*Provided information*.
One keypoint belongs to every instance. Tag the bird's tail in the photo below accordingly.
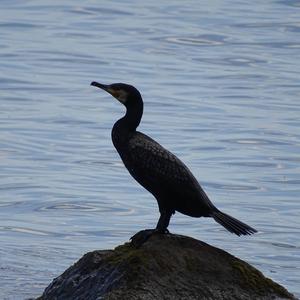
(231, 224)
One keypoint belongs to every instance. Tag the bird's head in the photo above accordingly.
(125, 93)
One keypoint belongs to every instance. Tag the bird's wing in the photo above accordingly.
(150, 160)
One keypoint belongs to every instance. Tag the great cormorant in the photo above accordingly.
(159, 171)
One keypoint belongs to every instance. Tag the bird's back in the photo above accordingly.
(164, 175)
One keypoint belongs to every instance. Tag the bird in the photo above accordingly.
(159, 171)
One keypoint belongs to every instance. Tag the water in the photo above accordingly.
(220, 80)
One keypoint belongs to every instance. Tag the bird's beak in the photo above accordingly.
(106, 88)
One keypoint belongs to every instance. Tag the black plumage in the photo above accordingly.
(160, 171)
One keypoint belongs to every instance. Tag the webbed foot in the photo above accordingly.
(142, 236)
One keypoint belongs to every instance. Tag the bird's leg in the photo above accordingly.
(163, 222)
(142, 236)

*Task item*.
Each record above needs to be copied exactly, with images left out.

*Task answer*.
One keypoint belongs to every instance. Tag the bird's tail in the photo below accordingly.
(231, 224)
One keypoint belongs to every instance. Tag the bird's head in the photo above accordingly.
(125, 93)
One keypoint belongs to every instance. Tag the bird's wing in the photo above accordingly.
(150, 160)
One keypoint belongs to every instance. Tag the great cormorant in the photo above accordingly.
(159, 171)
One keypoint belongs to every instance. Tag the bird's back in the photo above accordingly.
(164, 175)
One keypoint belongs to every instance. Tag the bird in the photo above accordingly.
(159, 171)
One keypoint belongs to every instance. Tag the water in the photo above accordingly.
(220, 80)
One keypoint belongs to every instance. Tag the bird's beak in the photo above accordingly.
(106, 88)
One keypoint belongs to every instance. Tag the black plumage in the photo above accordingly.
(160, 171)
One keypoint belongs to every instance. Tag the webbed foot in the photo above accordingly.
(142, 236)
One keypoint belongs to every instance. Tag the bird's leg in the photo above accordingly.
(163, 222)
(142, 236)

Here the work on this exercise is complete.